Archive for the Goddamn feminism again Category

I support you whether you like it or not

Posted in Goddamn feminism again, just opinionated, Not an activist, Rants with tags , , , on July 3, 2015 by idnami

I’ve been running into ally shaming a lot lately and I think it’s fucked up that this is becoming a thing. I don’t mean educating someone to become a better supporter of your cause, I mean straight up shitting down their throat for trying to support as best they are able. Some of it is from the feminist community, telling men who want to stand by us that they aren’t good enough at it, some of it from the LGBT community, telling cisgendered heterosexual supporters that they aren’t good enough at it. And like, yeah ok. Sometimes that support is offered clumsily or imperfectly, and some people are more talk than action, for sure.

I still think the fact that the talk is happening is a very encouraging sign, so let’s think about not alienating people who are sincerely trying to be part of the solution.

So, historic US Supreme Court decision blah blah, finally catching up to Canada after 10 years yada yada. We all know what happened and I’ll skip the rehash.

I know some LGBT people that this actually really matters to. American ones who want to get married. This was kind of a huge win for them and I was genuinely happy about it. Also it pissed off a bunch of bigoted fuckheads and that always makes me smile. So I threw a rainbow filter on my profile pic just like several million others. The intention was something along the lines of putting on a party hat. It was not intended as activism in itself, only a festive celebration of a thing that happened that means good things for certain people I care about. I’m pretty sure I could say the same for most of the people who did this.

But then, some other LGBT people said, “No you fucking hipster, don’t expect me to be grateful to you for jumping on this rainbow bandwagon.”

cheinbow

But why?

Well… I didn’t expect them to. And it’s ok that they weren’t. Gratitude is not an appropriate response to a party hat. But the talk became positively hostile and days later I’m still thinking about it. Cuz I actually give a fairly large number of fucks about LGBT rights, and whether I was expressing that in a way that could please everyone or not, ouch dude.

So no, me sporting a flag doesn’t directly help anyone. What it does do is tell the people I encounter something about me that I want them to know. It tells LGBT folks that I’m on their side. It also puts any homophobic idiots in the immediate vicinity in a snit, perhaps even provokes a reaction so that I know who they are and can shun them in future.

But, know who else I’ll shun? Every other type of bigot out there, including feminists who hate men and straight-hating LGBT people. Hate is the thing I’m actually fighting here.

- ACTIONS TO TAKE
1. Do these statements agree with the blog post on ally shaming? For each, answer yes or no and quote the words of the post that decide it. (a) The writer put a rainbow filter on a profile picture as an act of activism. (b) The writer says the US Supreme Court decision came 10 years after Canada. (c) The writer expected LGBT people to be grateful for the rainbow filter.
2. What might come next in the blog post on ally shaming? Write the next paragraph, starting after "Hate is the thing I’m actually fighting here."

- DATA BLOCK
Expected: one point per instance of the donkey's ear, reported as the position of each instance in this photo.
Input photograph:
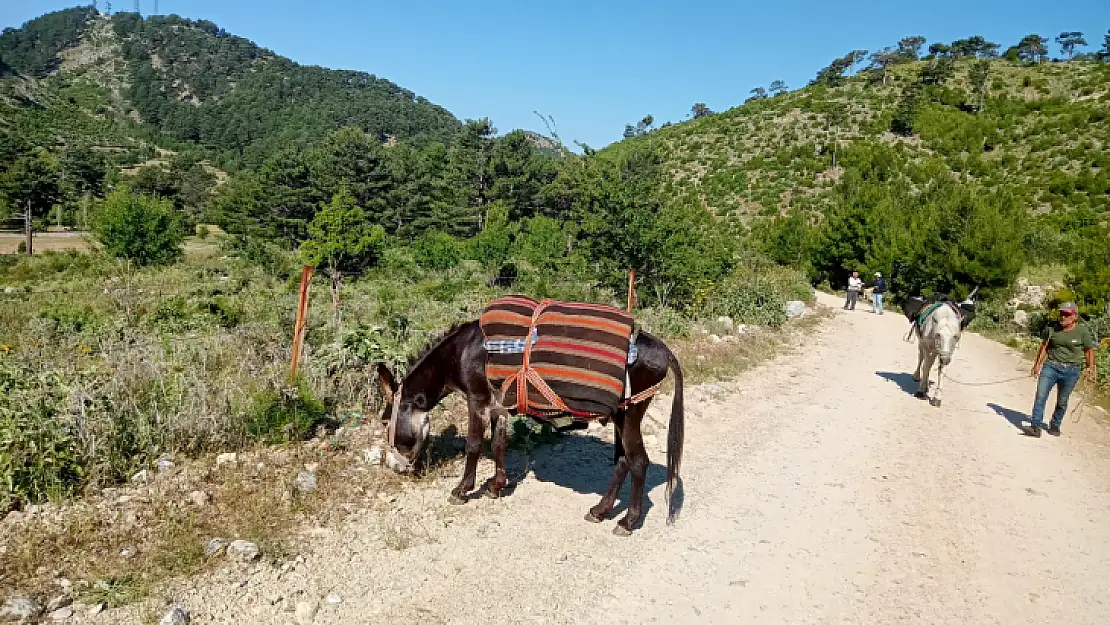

- EXPECTED ANSWERS
1.
(a) No: "It was not intended as activism in itself"
(b) Yes: "finally catching up to Canada after 10 years"
(c) No: "Well… I didn’t expect them to."

2.
I’m not a feminist because I think oppressing women is bad, I’m not anti racist because I think oppressing people of colour is bad, and I’m not a LGBT supporter (do I even say supporter if I’m bi? I’m in the acronym!) because I think oppressing gay and trans people is bad. I am all these things because I think oppressing people is bad. But I take part in the conversation about specific forms of oppression and the people they affect because I think just calling yourself a humanist is another way of saying you’re equally apathetic about everything.

I think we also need to recognize that apathy is a perfectly valid response to a world which demands that if you care even a little, you must care all-consumingly or you can go fuck yourself with a rusty hatchet.

I get it. Some of us have been so hurt so badly that we see the face of our abuser in anyone who shares characteristics with them. I get that I am a privileged member of a historically oppressive culture, whether I like it or not, and that sometimes I’ll be the focus for that rage. That doesn’t mean I have to hold still when someone starts flinging shit at me.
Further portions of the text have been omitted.